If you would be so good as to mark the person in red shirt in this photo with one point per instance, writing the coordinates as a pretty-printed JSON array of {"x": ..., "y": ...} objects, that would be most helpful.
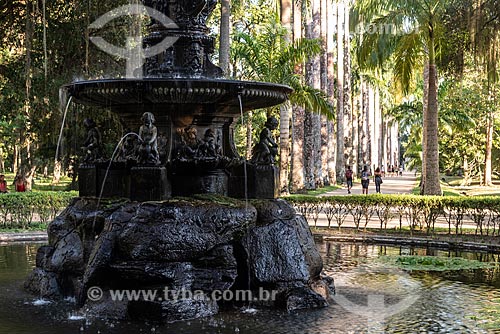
[{"x": 3, "y": 184}]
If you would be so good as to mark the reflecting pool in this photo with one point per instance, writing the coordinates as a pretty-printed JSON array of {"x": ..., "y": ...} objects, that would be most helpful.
[{"x": 371, "y": 298}]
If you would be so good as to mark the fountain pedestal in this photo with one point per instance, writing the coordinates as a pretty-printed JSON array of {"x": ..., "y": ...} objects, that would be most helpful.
[
  {"x": 87, "y": 180},
  {"x": 149, "y": 184}
]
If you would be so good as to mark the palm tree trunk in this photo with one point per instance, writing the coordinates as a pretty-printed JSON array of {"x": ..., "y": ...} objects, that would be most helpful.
[
  {"x": 297, "y": 158},
  {"x": 431, "y": 153},
  {"x": 330, "y": 46},
  {"x": 425, "y": 107},
  {"x": 324, "y": 88},
  {"x": 285, "y": 111},
  {"x": 347, "y": 104},
  {"x": 312, "y": 124},
  {"x": 340, "y": 163},
  {"x": 224, "y": 43}
]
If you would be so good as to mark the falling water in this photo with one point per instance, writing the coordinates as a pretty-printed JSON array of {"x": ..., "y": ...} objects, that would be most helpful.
[
  {"x": 244, "y": 160},
  {"x": 248, "y": 308},
  {"x": 62, "y": 125},
  {"x": 109, "y": 165}
]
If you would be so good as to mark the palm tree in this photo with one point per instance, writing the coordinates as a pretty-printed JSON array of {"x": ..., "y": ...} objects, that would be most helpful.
[
  {"x": 267, "y": 56},
  {"x": 415, "y": 31},
  {"x": 224, "y": 35},
  {"x": 285, "y": 108}
]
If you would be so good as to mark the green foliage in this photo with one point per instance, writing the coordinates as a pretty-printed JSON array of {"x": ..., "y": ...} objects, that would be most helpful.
[
  {"x": 264, "y": 54},
  {"x": 417, "y": 212},
  {"x": 21, "y": 210}
]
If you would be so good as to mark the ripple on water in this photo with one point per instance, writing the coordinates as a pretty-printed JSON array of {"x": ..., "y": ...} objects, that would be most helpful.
[{"x": 447, "y": 303}]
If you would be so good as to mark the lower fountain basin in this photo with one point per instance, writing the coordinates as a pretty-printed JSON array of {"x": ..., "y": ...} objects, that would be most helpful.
[{"x": 125, "y": 93}]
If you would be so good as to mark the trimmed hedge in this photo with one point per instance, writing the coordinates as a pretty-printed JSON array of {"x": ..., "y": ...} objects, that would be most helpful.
[
  {"x": 19, "y": 210},
  {"x": 416, "y": 212}
]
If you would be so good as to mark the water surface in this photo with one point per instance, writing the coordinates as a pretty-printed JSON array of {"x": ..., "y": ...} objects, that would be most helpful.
[{"x": 446, "y": 302}]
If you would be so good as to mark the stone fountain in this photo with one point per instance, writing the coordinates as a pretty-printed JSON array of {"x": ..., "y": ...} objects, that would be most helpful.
[{"x": 141, "y": 235}]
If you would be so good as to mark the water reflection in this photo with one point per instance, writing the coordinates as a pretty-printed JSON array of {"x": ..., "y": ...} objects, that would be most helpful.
[{"x": 448, "y": 302}]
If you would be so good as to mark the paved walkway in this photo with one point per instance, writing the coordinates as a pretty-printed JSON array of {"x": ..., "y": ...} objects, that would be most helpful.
[{"x": 392, "y": 185}]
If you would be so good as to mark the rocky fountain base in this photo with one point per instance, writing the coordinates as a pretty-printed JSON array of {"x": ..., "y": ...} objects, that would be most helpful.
[{"x": 207, "y": 246}]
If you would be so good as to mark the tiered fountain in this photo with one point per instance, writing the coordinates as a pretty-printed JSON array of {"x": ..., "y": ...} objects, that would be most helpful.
[{"x": 151, "y": 241}]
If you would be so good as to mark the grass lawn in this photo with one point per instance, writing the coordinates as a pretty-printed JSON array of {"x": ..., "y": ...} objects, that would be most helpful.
[
  {"x": 315, "y": 192},
  {"x": 33, "y": 227},
  {"x": 450, "y": 185},
  {"x": 41, "y": 183}
]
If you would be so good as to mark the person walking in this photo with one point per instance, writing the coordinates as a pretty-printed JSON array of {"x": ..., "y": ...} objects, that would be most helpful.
[
  {"x": 365, "y": 180},
  {"x": 3, "y": 184},
  {"x": 20, "y": 184},
  {"x": 348, "y": 178},
  {"x": 378, "y": 179}
]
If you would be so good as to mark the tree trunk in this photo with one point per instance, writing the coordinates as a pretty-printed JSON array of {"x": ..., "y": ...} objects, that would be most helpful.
[
  {"x": 340, "y": 163},
  {"x": 324, "y": 87},
  {"x": 297, "y": 159},
  {"x": 347, "y": 103},
  {"x": 425, "y": 107},
  {"x": 285, "y": 110},
  {"x": 2, "y": 164},
  {"x": 224, "y": 42},
  {"x": 431, "y": 153},
  {"x": 330, "y": 89},
  {"x": 312, "y": 125}
]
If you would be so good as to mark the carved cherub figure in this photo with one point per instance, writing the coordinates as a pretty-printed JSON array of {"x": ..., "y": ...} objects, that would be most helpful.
[
  {"x": 265, "y": 151},
  {"x": 190, "y": 142},
  {"x": 92, "y": 144},
  {"x": 148, "y": 149},
  {"x": 209, "y": 148}
]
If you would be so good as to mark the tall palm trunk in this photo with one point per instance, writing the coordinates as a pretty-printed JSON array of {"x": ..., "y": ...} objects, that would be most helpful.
[
  {"x": 330, "y": 90},
  {"x": 431, "y": 186},
  {"x": 347, "y": 104},
  {"x": 24, "y": 136},
  {"x": 324, "y": 88},
  {"x": 340, "y": 163},
  {"x": 297, "y": 159},
  {"x": 285, "y": 111},
  {"x": 312, "y": 124},
  {"x": 224, "y": 43}
]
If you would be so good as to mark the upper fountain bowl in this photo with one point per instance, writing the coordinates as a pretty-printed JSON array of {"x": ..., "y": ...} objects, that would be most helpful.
[{"x": 120, "y": 94}]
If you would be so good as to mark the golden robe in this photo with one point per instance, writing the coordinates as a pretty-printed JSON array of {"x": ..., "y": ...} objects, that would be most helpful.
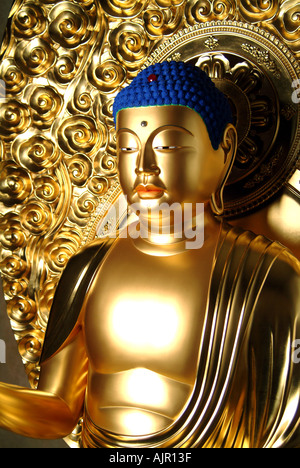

[Task requirements] Could you retype exactly the lines running from the one with "If you would be so good as to mark the tall" to the end of the material above, pictures omitted?

[Reply]
If you would be so good as to mark the tall palm trunk in this photo with one point per instance, writing the coordinates as a pretty-printed JSON array of {"x": ..., "y": ...} objects, that would be most helpful.
[
  {"x": 330, "y": 90},
  {"x": 431, "y": 186},
  {"x": 347, "y": 104},
  {"x": 24, "y": 136},
  {"x": 324, "y": 88},
  {"x": 340, "y": 163},
  {"x": 297, "y": 159},
  {"x": 285, "y": 111},
  {"x": 312, "y": 124},
  {"x": 224, "y": 43}
]
If you would be so good as to mark the upper fountain bowl in this photo with one point per instance, writing the coordinates as a pretty-printed JSON array of {"x": ..., "y": ...} objects, that would be most helpful.
[{"x": 120, "y": 94}]
If you would be so good as to mark the golden robe in this photo with one point per instance, writing the coordinates as a pretty-printed JSON array of {"x": ..., "y": ...} objects, that would be most helpful.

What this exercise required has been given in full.